> Task requirements
In the lines that begin with the one containing "Look at the photo above. For each instance of the man" and continue through the last line, switch every "indicate" to "mark". Return only those lines, with nothing else changed.

> Record set
--------------------------------

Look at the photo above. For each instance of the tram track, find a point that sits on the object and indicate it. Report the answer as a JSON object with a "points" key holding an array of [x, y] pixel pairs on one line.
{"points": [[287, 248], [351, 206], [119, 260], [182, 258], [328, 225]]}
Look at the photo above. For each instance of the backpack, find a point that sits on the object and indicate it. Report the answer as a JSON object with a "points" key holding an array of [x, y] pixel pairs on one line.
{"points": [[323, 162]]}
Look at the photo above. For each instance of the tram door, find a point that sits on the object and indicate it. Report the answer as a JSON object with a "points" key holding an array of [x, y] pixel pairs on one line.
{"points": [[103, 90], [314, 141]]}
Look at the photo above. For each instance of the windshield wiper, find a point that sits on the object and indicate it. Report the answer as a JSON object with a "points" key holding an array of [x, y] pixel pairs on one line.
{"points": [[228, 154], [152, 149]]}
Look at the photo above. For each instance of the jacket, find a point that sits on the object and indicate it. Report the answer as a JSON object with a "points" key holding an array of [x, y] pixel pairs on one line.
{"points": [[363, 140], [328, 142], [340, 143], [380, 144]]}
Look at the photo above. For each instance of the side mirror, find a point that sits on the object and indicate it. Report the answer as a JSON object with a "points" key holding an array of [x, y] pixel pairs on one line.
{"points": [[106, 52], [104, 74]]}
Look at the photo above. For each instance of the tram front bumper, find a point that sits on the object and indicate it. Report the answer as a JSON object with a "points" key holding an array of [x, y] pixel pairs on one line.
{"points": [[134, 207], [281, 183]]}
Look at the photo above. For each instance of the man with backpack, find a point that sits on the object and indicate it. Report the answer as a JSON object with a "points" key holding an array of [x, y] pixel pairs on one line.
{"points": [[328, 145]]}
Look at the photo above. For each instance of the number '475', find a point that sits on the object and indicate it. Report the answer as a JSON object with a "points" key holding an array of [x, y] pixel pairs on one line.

--------------------------------

> Solved exercise
Look at the photo above. For each instance of the man with backpack, find a point that sits on the object and mark it. Report the answer as a JSON object with a "points" key holding an array of [x, y] pixel pairs on one line.
{"points": [[328, 145]]}
Look at the photo above. For each instance of the number '475', find a point that sits on the object and mark it. Report the answer as a JSON object with a "points" key holding an array of [x, y] pixel pairs on one line.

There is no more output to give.